### Task data

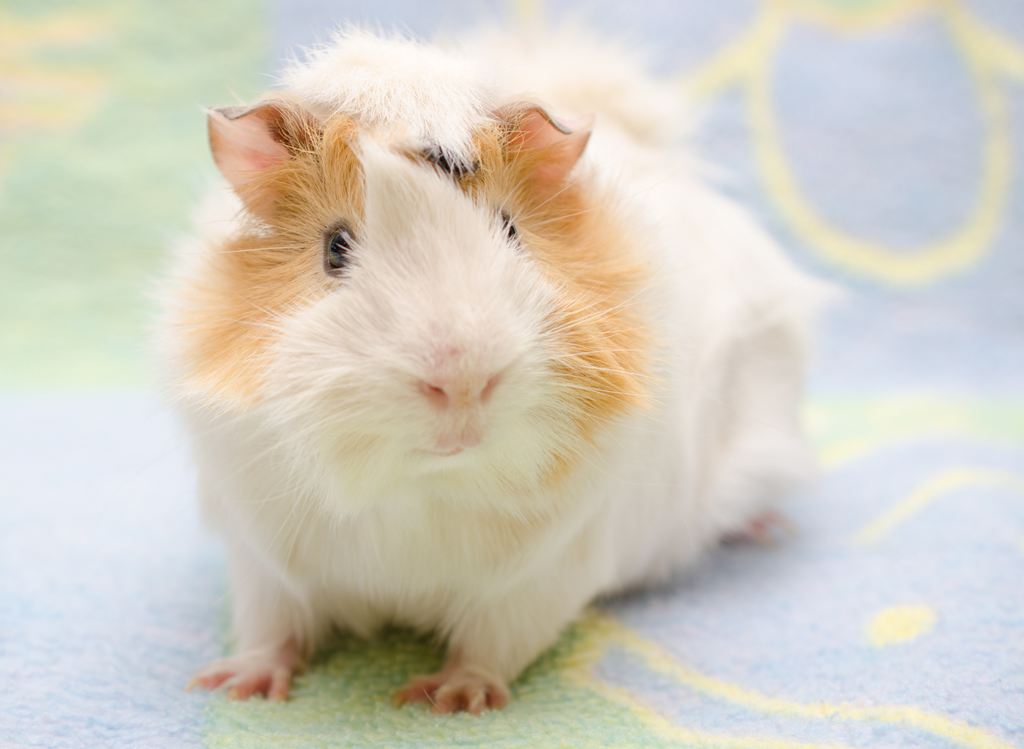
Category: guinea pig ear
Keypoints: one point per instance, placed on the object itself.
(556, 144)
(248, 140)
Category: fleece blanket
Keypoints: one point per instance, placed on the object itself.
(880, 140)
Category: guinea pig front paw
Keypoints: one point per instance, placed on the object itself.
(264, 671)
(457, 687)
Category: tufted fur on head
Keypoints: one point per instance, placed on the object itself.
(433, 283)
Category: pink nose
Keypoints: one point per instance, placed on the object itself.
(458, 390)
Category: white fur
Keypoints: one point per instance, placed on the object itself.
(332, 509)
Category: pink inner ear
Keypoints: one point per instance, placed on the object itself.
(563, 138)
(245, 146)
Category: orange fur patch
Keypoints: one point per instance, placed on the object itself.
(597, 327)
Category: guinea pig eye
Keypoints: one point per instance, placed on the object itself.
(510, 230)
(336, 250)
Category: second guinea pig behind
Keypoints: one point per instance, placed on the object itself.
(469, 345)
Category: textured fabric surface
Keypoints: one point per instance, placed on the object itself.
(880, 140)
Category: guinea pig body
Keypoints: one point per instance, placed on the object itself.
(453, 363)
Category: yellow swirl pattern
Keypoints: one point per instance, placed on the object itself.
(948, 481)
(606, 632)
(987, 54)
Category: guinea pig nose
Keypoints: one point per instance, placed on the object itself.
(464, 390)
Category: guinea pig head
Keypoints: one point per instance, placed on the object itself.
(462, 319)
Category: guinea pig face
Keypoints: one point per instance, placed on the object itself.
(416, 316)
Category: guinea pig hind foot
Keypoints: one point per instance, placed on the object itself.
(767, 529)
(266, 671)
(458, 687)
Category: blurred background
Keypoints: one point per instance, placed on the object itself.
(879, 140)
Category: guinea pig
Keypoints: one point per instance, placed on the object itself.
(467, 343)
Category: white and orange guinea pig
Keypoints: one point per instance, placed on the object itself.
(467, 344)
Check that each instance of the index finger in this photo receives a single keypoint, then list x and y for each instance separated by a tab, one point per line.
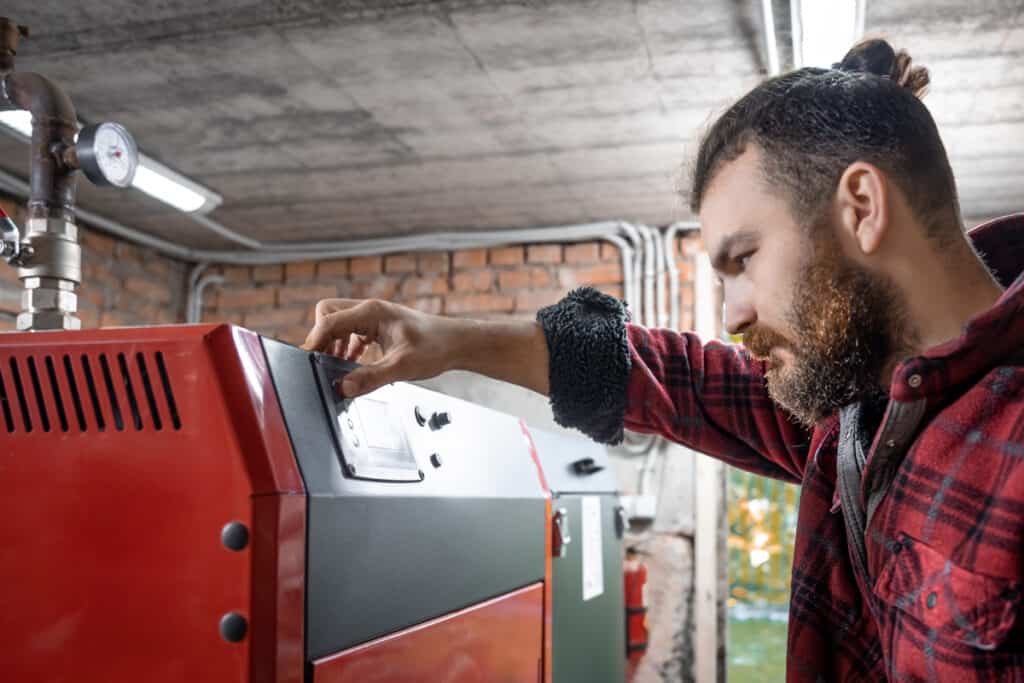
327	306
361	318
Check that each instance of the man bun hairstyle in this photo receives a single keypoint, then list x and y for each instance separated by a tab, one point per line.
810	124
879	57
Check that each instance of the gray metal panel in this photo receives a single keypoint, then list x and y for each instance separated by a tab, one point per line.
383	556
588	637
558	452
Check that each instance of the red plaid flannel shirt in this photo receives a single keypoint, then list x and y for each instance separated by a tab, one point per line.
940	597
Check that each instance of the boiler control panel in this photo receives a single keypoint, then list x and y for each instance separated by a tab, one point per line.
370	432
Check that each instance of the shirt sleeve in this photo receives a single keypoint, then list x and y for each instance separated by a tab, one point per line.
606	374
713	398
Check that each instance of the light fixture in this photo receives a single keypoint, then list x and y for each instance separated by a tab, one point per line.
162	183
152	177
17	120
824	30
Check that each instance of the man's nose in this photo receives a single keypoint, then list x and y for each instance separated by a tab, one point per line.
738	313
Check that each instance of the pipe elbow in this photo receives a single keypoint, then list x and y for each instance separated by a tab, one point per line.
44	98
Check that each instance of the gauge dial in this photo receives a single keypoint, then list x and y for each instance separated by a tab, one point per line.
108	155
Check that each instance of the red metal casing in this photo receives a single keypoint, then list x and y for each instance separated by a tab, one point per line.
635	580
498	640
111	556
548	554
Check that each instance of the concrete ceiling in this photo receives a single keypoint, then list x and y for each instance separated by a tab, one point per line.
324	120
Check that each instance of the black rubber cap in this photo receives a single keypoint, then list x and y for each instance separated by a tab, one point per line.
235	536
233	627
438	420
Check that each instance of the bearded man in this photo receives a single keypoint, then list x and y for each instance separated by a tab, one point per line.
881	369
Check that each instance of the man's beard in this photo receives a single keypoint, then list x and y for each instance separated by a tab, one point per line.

######

Work order: Excluding the pictures, transcribe all of the entries exactly.

Task output:
Category: guinea pig ear
Keypoints: one point per instance, placed on the object itself.
(556, 144)
(248, 140)
Category: fleece blanket
Keypoints: one point per instance, placed on the object itself.
(880, 140)
Category: guinea pig front paw
Keypoints: one point per instance, placed on the object itself.
(264, 671)
(457, 687)
Category: tufted fur on head
Keypoints: one point per instance, placed on the object itself.
(433, 283)
Category: pink nose
Keypoints: one point per instance, placed on the object itself.
(458, 390)
Category: white fur
Keypoints: one point per instance, placed on the object itself.
(332, 509)
Category: pink inner ear
Keypoints: one point per instance, placed on the object itself.
(563, 138)
(245, 146)
Category: orange fur patch
Keypoints: one point per instance, placed on the object itself.
(597, 327)
Category: guinea pig eye
Keypoints: one point per instance, placed on the object itself.
(510, 230)
(336, 250)
Category: second guinea pig behind
Keypoints: one point per instance, placed on the object itself.
(469, 345)
Category: textured fabric surface
Keypoints: one point per instance, placed on the object itself.
(880, 140)
Category: guinea pig body
Keypoints: one point per instance, placed on the object itself.
(453, 363)
Category: yellow swirl pattern
Keypoints: one point per instance, placed on the object itself.
(948, 481)
(606, 632)
(987, 54)
Category: guinea pig nose
Keypoints: one point per instance, placed on the object itself.
(464, 390)
Category: guinea pig head
Keypoints: one point per instance, placed on the object itself.
(462, 319)
Category: guinea pig face
Keypoints: one point per instance, placed on the object itself.
(416, 316)
Category: guinea pig hind foot
Keypoints: one point per instance, placed on the object itself.
(767, 529)
(266, 671)
(458, 687)
Category: blurred background
Keypoints: one point per instance, placed on the object itself.
(879, 140)
Category: guinea pig
Keypoints: one point per instance, placed on the object itself.
(467, 343)
Category: white and orange guinea pig
Keypoints: one point per instance, placed on the object itself.
(467, 344)
Check that each instance of the index finger in this photo receives a single keypoint, then list x and y for each instance separated by a tab, one point per line.
327	306
361	318
Check that each instance of the man bun hairstyle in this photo receives a single keypoint, then list x and y for each instance separated by a tab, one point per line.
810	124
879	57
Check that each instance of the gray metal panel in this photo receives a single keypoint, then list x and y for each instance separated by a tab, one point per line.
383	556
588	637
558	452
Check that each instance of the red plaid flannel shirt in this photo receives a single keypoint, then list x and y for each instance separated by a tab, one point per line.
940	597
Check that each instance of the boiler control panel in this photo receives a single keypoint, then list x and y for each instance separated by a tab, one point per line.
370	432
Check that each instance of the shirt sleeve in this photo receives a single keypoint, then list x and y for each instance separated by a tab, one point per line.
606	374
713	398
Check that each instance of the light fixture in this photo receives a single keypoint, then list x and y for each instance separated by a tab, one point per line.
162	183
152	177
17	120
824	30
Check that each instance of the man's nose in this photo receives a single keypoint, then list x and y for each instance separated by a tab, one point per line.
738	313
Check that each instance of the pipe elbow in this photo receives a single keypoint, then list x and y for each instance separated by a tab, one point per line.
44	98
Check that each instance of the gauge dial in this photo receives a single keypoint, then list x and y for each instance separated by a tab, one point per line.
108	155
Check that each instance of the red metal casing in this photo receives a single keypoint, then list x and y for each instance separated by a tab, one point per line.
635	580
498	640
111	556
548	554
Check that each instance of the concrete ceiling in this photo receives a single keypoint, then list x and y for each instance separated by a tab, one point per line.
324	120
Check that each instance of the black rubber cap in this photo receives a single keypoint, then list x and y for each instance separated by a tab, one point per line.
235	536
233	627
438	420
Check that each instance of the bearded man in this photo receives a single keypoint, then list x and y for each instance separated by a tab, one point per line.
881	369
Check that each instance of the man's beard in this photo receives a single keypoint, then list x and y for each instance separated by a tab, one point per line.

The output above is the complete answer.